● **WORK ORDER**: Report back each line of the data that contains the word "jacket".

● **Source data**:
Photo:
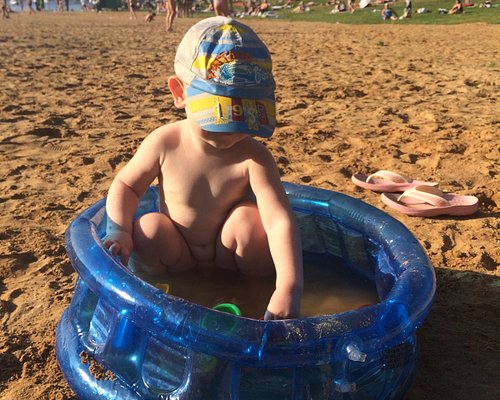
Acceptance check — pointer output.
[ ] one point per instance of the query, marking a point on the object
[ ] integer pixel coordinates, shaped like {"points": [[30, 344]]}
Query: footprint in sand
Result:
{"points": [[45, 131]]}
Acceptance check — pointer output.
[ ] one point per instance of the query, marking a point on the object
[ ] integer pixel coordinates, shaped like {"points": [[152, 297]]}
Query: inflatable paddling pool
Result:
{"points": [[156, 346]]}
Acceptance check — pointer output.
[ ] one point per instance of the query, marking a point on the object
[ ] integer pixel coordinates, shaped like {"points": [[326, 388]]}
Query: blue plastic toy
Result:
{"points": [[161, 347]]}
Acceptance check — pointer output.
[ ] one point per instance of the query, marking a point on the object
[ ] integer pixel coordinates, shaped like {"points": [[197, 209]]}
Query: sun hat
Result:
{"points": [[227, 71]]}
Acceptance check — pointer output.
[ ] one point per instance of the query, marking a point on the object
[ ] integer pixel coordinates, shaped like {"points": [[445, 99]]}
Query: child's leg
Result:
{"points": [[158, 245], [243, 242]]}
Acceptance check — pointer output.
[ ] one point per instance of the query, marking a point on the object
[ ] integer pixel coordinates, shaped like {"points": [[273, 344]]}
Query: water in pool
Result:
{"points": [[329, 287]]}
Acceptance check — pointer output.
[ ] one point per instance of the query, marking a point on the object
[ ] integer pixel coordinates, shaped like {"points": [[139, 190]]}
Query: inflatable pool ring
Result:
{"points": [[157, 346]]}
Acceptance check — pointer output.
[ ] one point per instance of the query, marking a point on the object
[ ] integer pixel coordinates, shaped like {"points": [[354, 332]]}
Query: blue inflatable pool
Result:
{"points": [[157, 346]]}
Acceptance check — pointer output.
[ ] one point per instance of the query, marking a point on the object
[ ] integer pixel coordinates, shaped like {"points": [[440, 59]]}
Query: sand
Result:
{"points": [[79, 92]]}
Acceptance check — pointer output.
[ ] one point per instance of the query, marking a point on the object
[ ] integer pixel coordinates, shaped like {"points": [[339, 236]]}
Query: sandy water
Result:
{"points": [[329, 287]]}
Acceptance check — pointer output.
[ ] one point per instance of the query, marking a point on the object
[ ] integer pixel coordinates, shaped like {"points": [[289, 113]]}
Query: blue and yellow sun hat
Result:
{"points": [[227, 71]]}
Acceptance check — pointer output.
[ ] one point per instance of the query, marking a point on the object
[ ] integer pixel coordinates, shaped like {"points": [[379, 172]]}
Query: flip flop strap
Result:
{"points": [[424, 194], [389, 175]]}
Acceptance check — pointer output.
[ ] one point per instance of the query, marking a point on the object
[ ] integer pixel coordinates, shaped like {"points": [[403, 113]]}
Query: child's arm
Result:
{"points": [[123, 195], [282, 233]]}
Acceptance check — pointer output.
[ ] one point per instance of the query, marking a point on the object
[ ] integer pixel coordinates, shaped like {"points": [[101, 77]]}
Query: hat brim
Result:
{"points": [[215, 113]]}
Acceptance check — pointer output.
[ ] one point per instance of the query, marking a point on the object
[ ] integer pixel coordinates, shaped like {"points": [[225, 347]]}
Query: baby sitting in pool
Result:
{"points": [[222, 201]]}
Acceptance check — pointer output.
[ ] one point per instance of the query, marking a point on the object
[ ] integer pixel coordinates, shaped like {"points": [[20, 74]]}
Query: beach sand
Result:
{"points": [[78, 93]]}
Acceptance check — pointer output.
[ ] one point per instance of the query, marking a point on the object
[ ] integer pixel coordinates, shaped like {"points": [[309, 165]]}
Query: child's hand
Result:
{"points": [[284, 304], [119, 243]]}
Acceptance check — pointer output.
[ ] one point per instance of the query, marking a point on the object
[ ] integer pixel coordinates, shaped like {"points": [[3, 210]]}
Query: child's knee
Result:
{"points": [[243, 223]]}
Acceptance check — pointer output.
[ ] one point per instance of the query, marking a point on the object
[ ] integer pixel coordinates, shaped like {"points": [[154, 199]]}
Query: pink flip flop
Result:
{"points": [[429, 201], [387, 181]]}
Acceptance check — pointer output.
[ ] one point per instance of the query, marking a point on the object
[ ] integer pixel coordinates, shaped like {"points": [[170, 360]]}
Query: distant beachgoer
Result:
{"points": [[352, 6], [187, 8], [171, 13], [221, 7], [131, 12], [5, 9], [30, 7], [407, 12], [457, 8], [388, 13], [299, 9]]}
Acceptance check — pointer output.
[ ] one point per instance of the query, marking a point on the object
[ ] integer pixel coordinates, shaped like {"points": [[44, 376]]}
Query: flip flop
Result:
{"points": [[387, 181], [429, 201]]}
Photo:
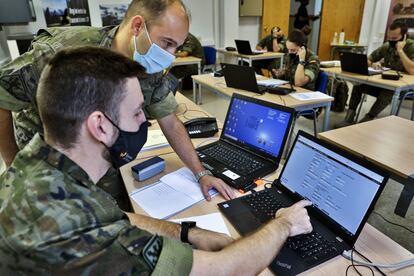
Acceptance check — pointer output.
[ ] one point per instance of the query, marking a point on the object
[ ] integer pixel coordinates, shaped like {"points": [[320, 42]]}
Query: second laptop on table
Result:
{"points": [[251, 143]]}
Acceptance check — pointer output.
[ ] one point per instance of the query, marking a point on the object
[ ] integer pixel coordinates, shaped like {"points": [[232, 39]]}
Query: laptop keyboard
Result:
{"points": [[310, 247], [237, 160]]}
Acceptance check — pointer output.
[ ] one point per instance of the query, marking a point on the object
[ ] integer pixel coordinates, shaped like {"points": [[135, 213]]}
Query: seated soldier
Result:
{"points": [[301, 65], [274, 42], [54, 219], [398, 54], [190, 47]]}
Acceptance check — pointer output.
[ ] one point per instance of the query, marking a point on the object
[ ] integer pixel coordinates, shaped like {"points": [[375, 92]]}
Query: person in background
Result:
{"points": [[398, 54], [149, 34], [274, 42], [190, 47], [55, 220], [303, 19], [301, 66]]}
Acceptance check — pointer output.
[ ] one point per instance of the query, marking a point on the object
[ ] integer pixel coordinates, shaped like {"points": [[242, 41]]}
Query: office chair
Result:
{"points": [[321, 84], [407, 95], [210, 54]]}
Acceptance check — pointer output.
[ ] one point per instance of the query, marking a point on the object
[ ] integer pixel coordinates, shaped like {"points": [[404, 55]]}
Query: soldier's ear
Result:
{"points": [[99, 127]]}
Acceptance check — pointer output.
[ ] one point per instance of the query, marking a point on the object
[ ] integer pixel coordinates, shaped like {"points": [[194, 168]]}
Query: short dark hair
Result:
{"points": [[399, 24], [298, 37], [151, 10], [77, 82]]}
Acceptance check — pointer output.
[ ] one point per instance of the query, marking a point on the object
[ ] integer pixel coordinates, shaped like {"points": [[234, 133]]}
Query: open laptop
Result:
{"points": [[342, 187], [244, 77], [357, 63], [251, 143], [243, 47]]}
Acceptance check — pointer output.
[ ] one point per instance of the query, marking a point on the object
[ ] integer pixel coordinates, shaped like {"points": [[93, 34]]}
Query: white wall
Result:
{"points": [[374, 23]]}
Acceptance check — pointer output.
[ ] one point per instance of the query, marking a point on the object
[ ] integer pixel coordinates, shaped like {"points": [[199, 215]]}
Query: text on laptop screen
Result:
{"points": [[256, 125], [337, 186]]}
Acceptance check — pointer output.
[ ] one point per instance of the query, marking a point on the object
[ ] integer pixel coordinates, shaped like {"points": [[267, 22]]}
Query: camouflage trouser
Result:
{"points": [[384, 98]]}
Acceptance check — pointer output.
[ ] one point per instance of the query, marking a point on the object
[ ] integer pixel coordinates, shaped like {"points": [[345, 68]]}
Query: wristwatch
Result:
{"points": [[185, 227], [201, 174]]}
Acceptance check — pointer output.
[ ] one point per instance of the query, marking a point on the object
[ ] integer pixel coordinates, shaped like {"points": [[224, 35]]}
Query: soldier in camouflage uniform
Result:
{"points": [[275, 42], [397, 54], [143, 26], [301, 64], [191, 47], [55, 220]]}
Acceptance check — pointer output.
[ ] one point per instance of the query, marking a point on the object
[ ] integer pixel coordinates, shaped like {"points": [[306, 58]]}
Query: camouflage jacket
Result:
==
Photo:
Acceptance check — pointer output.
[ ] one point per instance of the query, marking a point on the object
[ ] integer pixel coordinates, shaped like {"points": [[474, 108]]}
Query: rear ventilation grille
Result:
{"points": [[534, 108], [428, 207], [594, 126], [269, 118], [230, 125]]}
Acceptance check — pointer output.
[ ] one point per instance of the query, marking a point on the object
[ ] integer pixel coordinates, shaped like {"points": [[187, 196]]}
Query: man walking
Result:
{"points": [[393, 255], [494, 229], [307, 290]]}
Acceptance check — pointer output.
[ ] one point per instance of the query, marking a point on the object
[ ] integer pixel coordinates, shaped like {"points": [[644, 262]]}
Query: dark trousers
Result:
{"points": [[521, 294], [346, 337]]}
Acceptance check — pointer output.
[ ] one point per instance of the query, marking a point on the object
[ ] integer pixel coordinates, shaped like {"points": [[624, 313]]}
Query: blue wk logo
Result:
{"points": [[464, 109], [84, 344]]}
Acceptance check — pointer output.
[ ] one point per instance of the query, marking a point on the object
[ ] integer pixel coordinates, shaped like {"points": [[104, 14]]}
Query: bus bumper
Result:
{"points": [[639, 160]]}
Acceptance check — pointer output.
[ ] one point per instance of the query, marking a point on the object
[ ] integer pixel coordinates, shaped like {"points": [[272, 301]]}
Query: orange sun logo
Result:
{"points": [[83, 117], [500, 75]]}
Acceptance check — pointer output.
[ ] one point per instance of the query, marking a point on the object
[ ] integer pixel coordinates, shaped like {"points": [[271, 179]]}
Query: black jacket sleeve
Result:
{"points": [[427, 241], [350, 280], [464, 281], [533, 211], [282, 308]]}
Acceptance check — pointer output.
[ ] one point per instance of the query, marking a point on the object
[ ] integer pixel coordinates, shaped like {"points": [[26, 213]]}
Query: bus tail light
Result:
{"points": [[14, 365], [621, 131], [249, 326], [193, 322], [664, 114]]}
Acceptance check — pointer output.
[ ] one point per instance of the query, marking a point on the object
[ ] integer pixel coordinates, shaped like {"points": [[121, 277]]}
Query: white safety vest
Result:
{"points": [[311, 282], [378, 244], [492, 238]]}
--
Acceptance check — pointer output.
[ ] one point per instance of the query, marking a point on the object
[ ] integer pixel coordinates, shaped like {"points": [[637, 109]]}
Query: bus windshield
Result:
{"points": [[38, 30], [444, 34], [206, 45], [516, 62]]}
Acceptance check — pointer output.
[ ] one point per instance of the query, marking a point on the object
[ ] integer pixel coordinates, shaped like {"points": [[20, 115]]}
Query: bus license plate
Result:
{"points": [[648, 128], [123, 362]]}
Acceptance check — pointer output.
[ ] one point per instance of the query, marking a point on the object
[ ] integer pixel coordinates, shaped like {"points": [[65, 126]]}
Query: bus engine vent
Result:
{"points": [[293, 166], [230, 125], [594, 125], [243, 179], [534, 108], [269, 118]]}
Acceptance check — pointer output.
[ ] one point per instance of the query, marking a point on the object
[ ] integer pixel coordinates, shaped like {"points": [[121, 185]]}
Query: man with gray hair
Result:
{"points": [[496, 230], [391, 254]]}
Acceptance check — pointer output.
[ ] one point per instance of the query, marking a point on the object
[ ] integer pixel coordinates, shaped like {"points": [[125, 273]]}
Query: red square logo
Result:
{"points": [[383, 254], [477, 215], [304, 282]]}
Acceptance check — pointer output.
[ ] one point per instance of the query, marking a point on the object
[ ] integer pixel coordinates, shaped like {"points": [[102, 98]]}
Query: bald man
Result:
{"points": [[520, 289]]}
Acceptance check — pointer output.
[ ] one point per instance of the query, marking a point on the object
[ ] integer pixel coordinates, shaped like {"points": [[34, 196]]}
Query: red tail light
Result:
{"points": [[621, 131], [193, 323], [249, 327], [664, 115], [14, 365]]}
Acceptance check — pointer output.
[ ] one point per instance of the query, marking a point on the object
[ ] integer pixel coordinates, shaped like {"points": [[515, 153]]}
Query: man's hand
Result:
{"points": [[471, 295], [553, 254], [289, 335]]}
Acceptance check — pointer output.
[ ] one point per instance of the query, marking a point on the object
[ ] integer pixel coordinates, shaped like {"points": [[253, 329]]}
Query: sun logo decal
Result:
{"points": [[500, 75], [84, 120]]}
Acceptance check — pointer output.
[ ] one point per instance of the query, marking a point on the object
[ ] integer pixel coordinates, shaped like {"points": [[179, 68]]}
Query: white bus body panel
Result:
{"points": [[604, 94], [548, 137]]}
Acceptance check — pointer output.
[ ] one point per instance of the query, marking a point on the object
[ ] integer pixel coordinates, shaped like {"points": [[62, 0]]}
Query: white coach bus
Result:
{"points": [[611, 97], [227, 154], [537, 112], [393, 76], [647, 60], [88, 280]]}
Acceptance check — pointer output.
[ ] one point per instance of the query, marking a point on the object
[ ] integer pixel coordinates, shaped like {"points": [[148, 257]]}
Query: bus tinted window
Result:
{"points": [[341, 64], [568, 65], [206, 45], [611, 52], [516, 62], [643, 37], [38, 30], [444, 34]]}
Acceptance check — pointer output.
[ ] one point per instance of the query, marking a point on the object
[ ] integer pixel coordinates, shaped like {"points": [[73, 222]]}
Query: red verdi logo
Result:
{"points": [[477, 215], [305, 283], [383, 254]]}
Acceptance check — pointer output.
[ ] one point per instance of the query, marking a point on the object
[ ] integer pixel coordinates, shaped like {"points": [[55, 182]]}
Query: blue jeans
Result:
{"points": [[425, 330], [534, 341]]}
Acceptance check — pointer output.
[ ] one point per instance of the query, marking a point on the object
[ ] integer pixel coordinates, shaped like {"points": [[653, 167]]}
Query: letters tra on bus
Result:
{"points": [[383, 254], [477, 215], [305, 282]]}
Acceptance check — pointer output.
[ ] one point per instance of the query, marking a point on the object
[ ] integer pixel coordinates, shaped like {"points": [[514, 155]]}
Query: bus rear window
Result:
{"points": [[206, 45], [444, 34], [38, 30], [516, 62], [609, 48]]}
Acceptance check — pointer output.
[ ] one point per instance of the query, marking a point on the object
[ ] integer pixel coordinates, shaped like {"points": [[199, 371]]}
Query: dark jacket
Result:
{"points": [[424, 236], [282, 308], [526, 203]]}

● **RESPONSE BOX**:
Query: camouflage jacket
Query: black jacket sleeve
Query: dark jacket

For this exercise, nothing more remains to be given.